[Written request]:
Please list every line in the records below that contains the word "evergreen", copying each line in full.

## Begin Record excerpts

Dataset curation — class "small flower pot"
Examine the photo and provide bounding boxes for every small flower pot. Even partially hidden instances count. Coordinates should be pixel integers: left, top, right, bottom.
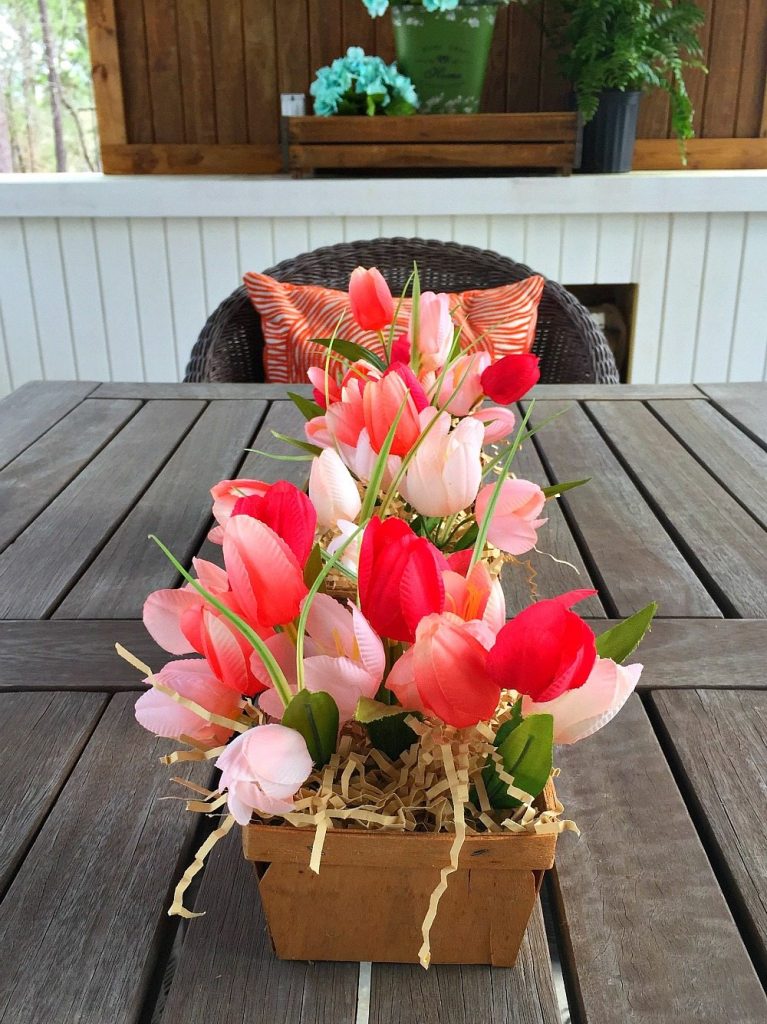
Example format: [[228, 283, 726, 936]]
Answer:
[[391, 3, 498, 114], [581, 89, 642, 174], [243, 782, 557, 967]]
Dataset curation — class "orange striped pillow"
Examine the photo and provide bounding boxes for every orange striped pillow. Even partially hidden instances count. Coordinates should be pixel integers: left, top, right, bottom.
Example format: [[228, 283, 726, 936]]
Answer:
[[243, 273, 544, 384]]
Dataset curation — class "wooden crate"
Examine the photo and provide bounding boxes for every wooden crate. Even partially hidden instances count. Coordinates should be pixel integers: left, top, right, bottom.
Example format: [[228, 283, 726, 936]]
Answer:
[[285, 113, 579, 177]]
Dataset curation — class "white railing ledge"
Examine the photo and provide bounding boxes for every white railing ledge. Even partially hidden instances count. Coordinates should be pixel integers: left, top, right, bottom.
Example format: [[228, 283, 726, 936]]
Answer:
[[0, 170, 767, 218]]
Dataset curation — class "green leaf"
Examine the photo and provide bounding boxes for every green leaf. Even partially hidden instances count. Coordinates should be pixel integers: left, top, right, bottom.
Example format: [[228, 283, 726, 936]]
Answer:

## End Record excerpts
## Begin Record excerpts

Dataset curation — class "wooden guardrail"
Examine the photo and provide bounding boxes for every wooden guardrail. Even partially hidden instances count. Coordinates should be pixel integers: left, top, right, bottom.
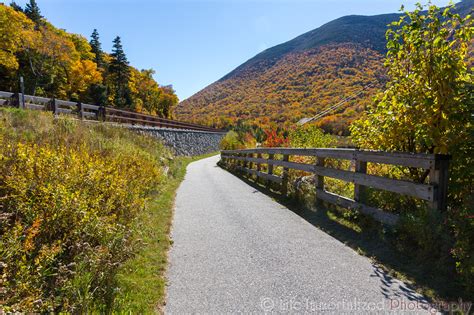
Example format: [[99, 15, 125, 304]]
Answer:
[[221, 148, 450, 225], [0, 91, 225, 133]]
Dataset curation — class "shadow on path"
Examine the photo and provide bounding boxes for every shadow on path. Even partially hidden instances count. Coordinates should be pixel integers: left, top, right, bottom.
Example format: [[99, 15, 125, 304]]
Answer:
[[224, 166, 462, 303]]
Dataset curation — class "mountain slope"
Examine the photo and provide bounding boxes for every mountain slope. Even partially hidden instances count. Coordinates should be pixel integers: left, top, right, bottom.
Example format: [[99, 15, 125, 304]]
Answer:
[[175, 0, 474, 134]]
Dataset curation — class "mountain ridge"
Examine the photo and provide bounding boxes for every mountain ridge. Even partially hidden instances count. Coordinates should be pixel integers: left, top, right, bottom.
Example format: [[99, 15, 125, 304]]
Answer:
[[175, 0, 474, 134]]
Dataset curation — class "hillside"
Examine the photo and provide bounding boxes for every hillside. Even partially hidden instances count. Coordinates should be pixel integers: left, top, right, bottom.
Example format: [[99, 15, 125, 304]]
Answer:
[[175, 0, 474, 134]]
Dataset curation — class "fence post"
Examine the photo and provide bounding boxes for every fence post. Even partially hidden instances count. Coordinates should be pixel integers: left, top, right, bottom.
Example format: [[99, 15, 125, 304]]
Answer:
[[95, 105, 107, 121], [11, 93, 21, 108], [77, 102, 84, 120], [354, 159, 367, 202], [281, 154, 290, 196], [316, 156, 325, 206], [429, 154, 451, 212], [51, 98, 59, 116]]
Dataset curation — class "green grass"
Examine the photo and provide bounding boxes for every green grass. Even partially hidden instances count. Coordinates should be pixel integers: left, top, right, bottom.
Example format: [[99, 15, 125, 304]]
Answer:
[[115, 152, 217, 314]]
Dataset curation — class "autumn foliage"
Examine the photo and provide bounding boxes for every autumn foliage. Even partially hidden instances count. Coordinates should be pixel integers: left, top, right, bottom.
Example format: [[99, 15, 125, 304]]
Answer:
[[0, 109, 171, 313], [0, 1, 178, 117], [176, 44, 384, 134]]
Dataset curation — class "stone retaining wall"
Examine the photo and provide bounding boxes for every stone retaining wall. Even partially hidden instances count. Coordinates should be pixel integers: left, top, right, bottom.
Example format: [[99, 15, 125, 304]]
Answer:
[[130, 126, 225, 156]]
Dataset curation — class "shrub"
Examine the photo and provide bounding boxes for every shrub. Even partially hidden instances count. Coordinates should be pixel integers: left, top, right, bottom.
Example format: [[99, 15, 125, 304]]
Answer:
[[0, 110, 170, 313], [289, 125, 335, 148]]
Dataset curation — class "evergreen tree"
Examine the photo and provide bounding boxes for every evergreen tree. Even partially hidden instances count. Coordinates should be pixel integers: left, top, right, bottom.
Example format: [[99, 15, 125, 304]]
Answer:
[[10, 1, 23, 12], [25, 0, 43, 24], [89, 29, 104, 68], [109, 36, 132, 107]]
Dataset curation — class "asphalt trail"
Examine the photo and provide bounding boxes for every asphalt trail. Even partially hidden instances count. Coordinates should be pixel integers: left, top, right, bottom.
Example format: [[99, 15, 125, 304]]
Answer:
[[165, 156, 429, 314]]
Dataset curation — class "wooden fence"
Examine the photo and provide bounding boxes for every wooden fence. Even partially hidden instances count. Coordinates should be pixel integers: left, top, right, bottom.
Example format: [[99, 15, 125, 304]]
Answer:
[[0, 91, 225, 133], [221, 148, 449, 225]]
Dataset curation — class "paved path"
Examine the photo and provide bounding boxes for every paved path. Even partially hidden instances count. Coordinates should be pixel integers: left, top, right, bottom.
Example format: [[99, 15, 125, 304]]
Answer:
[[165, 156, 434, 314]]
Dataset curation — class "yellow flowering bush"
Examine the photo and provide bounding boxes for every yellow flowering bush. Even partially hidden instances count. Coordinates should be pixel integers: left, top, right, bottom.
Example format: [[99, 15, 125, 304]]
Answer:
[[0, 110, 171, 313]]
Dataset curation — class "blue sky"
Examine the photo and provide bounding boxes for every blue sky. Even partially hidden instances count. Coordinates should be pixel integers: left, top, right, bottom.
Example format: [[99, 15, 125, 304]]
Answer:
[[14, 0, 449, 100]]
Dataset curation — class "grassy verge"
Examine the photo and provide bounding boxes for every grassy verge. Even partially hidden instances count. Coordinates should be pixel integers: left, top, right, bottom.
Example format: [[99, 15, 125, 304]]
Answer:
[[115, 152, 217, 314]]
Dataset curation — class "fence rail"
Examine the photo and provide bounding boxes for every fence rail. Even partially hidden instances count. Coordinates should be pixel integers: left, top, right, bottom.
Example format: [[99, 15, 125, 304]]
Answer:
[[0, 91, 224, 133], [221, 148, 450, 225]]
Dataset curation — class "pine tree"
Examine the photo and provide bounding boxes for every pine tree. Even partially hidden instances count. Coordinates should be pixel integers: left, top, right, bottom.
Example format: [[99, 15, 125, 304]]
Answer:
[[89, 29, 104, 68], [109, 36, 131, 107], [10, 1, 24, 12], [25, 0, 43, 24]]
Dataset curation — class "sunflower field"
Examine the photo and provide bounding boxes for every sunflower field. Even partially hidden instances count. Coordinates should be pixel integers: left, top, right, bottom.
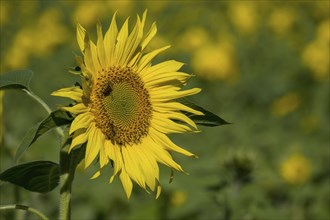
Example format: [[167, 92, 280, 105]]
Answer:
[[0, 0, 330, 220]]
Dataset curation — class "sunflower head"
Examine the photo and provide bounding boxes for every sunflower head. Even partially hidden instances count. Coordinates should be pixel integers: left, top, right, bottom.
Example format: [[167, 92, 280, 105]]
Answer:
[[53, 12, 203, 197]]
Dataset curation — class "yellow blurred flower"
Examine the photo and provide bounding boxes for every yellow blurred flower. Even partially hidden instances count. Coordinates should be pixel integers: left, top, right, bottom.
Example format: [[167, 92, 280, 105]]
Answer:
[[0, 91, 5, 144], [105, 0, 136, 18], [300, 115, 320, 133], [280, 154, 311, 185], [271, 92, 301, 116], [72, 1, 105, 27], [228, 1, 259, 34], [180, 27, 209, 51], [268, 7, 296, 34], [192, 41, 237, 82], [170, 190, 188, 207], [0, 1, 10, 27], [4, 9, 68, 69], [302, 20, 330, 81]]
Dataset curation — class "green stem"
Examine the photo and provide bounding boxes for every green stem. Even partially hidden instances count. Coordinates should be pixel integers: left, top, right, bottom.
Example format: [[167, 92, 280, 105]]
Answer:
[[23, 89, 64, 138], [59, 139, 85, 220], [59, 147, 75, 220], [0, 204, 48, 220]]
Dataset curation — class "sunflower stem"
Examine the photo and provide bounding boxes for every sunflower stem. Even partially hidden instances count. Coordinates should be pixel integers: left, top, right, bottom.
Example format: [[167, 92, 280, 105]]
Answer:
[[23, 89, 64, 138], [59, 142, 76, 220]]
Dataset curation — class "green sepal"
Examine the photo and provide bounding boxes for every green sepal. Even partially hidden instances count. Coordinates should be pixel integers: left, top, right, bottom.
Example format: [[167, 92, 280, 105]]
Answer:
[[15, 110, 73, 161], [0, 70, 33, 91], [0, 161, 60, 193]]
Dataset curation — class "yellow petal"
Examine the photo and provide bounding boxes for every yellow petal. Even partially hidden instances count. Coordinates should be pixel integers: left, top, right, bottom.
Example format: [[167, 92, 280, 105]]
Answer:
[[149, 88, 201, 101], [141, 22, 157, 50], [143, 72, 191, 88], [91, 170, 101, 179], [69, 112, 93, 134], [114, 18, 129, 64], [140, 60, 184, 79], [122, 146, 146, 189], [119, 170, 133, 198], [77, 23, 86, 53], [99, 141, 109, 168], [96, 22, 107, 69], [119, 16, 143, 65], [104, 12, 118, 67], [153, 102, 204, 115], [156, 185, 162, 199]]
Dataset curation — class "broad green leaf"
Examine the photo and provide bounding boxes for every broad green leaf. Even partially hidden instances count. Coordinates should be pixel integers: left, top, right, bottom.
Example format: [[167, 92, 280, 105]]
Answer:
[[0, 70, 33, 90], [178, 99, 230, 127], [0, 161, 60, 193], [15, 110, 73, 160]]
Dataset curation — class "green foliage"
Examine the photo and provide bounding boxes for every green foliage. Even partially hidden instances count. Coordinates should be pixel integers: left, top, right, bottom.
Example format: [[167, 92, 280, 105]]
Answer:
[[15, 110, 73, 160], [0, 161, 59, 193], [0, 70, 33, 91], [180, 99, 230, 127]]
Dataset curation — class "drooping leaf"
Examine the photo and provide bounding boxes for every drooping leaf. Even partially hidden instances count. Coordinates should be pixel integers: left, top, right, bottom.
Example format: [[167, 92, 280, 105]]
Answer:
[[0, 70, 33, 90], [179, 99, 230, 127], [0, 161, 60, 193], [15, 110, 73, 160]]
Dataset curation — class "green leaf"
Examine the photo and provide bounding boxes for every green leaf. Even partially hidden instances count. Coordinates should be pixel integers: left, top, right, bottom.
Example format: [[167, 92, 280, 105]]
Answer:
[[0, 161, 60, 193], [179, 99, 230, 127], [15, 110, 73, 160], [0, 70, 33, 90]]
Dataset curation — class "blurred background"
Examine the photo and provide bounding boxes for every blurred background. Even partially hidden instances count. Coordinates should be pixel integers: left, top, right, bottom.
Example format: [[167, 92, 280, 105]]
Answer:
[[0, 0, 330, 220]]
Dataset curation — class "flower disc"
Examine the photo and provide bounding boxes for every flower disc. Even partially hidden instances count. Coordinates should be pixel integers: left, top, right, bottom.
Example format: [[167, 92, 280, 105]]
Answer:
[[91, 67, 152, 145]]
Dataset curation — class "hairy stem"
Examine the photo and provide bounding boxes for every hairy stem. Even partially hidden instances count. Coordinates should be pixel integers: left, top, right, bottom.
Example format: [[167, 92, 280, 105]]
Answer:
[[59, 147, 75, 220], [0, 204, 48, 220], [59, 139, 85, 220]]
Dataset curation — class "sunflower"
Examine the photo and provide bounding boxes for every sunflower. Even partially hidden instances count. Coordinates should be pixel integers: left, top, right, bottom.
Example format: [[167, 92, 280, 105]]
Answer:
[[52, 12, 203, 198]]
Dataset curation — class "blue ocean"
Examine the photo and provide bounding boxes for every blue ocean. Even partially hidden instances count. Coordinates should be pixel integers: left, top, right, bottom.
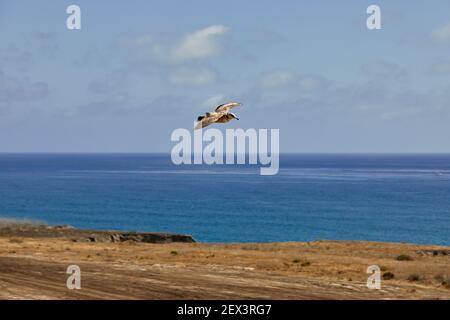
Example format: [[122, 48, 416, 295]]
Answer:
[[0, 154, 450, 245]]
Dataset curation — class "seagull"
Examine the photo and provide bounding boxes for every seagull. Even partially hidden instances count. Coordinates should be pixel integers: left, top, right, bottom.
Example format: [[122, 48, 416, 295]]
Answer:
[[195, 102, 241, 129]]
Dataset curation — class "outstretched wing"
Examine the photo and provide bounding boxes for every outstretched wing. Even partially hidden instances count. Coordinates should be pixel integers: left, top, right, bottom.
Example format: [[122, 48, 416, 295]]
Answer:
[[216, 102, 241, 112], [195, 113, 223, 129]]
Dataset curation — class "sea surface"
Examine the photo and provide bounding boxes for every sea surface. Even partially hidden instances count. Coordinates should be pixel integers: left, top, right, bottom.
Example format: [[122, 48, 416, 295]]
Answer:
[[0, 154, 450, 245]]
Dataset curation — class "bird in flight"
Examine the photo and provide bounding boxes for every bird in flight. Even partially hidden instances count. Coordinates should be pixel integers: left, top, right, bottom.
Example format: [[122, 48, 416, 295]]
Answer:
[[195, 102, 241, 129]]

## End Record excerpts

[Solution to this task]:
Dataset curation — class "evergreen tree"
Examine the photo and provide bounding boxes for every evergreen tree. Even partially hidden instances count. Coordinates should be pixel integers: left, top, right, bottom.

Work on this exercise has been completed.